What you have to do: Rewrite all of the items below in full, requests included, and shift every coordinate in the answers by adding -23 to it. Leave the sample coordinates inside the requests unchanged.
## Begin
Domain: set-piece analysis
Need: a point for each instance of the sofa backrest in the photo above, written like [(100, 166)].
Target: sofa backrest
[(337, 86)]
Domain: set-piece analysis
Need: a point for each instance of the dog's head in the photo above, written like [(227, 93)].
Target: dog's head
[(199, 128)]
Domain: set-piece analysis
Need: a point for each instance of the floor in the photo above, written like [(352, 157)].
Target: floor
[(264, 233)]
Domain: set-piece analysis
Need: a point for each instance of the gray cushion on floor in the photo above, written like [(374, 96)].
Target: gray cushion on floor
## End
Output of the exercise:
Domain: set-piece analysis
Need: a point for each instance of the sofa backrest in the photo above, written like [(100, 166)].
Target: sofa backrest
[(314, 63)]
Domain: set-piece analysis
Need: a point for each instance of the dog's head in the photo above, written like [(227, 93)].
Target: dog's head
[(176, 105)]
Domain: set-piece analysis
Need: a point for each instance of the floor in the photo above, written like [(352, 157)].
Target: floor
[(241, 210)]
Domain: set-piece analysis
Need: a point for each instance of the gray cushion on floor in the photo above, written like [(374, 96)].
Target: gray cushion on floor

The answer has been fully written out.